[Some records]

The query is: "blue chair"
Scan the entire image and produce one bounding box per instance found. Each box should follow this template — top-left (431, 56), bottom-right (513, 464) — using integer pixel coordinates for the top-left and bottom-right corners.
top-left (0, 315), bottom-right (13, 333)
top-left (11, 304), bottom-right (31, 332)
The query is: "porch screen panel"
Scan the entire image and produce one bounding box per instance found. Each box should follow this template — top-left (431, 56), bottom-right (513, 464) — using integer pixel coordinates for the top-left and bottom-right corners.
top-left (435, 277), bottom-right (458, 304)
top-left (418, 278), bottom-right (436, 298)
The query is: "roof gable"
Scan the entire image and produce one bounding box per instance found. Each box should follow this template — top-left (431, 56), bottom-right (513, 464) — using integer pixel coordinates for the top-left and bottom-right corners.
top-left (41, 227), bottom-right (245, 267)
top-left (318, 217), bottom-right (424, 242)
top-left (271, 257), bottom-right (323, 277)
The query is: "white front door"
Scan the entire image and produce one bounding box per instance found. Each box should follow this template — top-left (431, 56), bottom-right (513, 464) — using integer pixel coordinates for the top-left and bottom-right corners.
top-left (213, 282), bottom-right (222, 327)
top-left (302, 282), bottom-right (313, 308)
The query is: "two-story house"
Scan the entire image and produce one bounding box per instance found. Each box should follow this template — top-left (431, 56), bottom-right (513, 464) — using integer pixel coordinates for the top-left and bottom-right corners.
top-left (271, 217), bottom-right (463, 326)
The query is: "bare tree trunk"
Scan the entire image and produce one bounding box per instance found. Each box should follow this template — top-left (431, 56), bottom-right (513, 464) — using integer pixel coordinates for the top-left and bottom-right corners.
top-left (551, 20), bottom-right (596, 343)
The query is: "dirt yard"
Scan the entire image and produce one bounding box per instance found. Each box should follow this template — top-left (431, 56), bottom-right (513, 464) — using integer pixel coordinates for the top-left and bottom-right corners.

## The problem
Pull out the stretch of data from its first line through the line that contains "top-left (418, 278), bottom-right (436, 298)", including both of those lines, and copy it word for word.

## The solution
The query is: "blue chair"
Scan the entire image and produce one bounding box per instance found. Each box should follow this template — top-left (431, 56), bottom-right (513, 464) — using integer pixel coordinates for the top-left and bottom-right corners.
top-left (0, 315), bottom-right (13, 333)
top-left (11, 304), bottom-right (31, 332)
The query is: "porch screen panel"
Scan the entire image and produce one bounding box per instance found. Each box should follow this template — top-left (431, 56), bottom-right (513, 464) — using integer pixel coordinates for the top-left and bottom-right corners.
top-left (435, 277), bottom-right (458, 304)
top-left (418, 278), bottom-right (436, 298)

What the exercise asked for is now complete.